* TASKS FOR THIS EXERCISE *
1. According to the damp disclosure text, which law lets a buyer claim damages after relying on a seller's false or misleading TA6 answers?
2. Copy the passage from the damp disclosure text word for word, starting at "Based on common" and ending at "for the buyer.".

* TEXT EXCERPT *
================
The principle across all three examples is the same: be specific, factual, and honest. Provide dates, names, and documentation wherever possible. Avoid minimising the issue or using language that could be interpreted as evasive.

Common mistakes sellers make with damp disclosure

Based on common conveyancing enquiries and TA6 mistakes that solicitors regularly encounter, these are the errors to avoid:

  1. Answering "No" when you know about damp. This is the most serious mistake. If you are aware of any damp \u2014 past or present \u2014 you must disclose it. A false "No" is a misrepresentation.
  2. Confusing "Not known" with "No." These are different answers with different legal implications. "No" means you are positively stating there is no damp. "Not known" means you have no knowledge either way. Use the correct one.
  3. Failing to mention treatment you carried out. If you had damp treated, the treatment itself needs to be disclosed, not just the original problem. The treatment is evidence that damp existed, and the guarantee is a valuable piece of documentation for the buyer.
  4. Not providing supporting documents. Answering "Yes, rising damp was treated" without attaching the survey report, treatment certificate, and guarantee will prompt the buyer's solicitor to raise additional enquiries for each missing document.
  5. Painting over damp to hide it. Cosmetically concealing damp before viewings and then answering "No" on the TA6 is both dishonest and easily discovered. The buyer's surveyor will use a moisture meter, and elevated readings behind fresh paint are an immediate red flag.
  6. Assuming condensation does not count as damp. Condensation is damp. The TA6 does not distinguish between types of damp in its question. If you have persistent condensation, mould, or moisture-related issues, they need to be disclosed.
  7. Leaving the section blank. An unanswered question is worse than "Not known." It signals either evasion or carelessness, and the buyer's solicitor will raise an enquiry to obtain an answer regardless.

Your legal obligations when disclosing damp

As a seller in England or Wales, your primary legal obligation is to answer the TA6 honestly. The law does not require you to commission surveys or investigations to discover problems you did not know about. However, you must not:

  • Deliberately conceal damp you are aware of.
  • Provide false information about the presence, extent, or treatment of damp.
  • Minimise or downplay damp issues in a way that gives the buyer a misleading impression.

Under the Misrepresentation Act 1967, a buyer who relies on your false or misleading TA6 answers and suffers a loss as a result can claim damages. The seller's duty of disclosure is not unlimited \u2014 you are not expected to know things you could not reasonably know \u2014 but it does require you to be truthful about what you do know.

The Consumer Protection from Unfair Trading Regulations 2008 (CPRs) add a further layer. While CPRs primarily target estate agents, they reinforce the principle that material information about a property \u2014 including damp \u2014 must not be concealed or omitted. Your estate agent is also under an obligation not to mislead buyers, so any damp information you provide on the TA6 should be consistent with what your agent communicates.
================
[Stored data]
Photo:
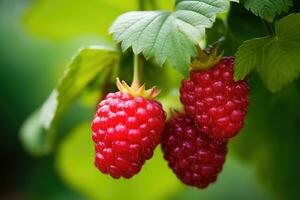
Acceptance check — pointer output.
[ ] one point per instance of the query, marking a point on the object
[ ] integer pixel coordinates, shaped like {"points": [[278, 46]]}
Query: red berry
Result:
{"points": [[126, 130], [194, 158], [215, 100]]}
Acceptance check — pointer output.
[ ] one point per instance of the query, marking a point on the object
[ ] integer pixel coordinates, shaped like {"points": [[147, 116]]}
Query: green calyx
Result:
{"points": [[207, 58]]}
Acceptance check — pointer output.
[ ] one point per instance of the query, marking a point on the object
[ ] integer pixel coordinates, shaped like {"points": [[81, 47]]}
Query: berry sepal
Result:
{"points": [[207, 58], [136, 90]]}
================
* SOLVED TASKS *
1. The Misrepresentation Act 1967.

2.
Based on common conveyancing enquiries and TA6 mistakes that solicitors regularly encounter, these are the errors to avoid:

  1. Answering "No" when you know about damp. This is the most serious mistake. If you are aware of any damp \u2014 past or present \u2014 you must disclose it. A false "No" is a misrepresentation.
  2. Confusing "Not known" with "No." These are different answers with different legal implications. "No" means you are positively stating there is no damp. "Not known" means you have no knowledge either way. Use the correct one.
  3. Failing to mention treatment you carried out. If you had damp treated, the treatment itself needs to be disclosed, not just the original problem. The treatment is evidence that damp existed, and the guarantee is a valuable piece of documentation for the buyer.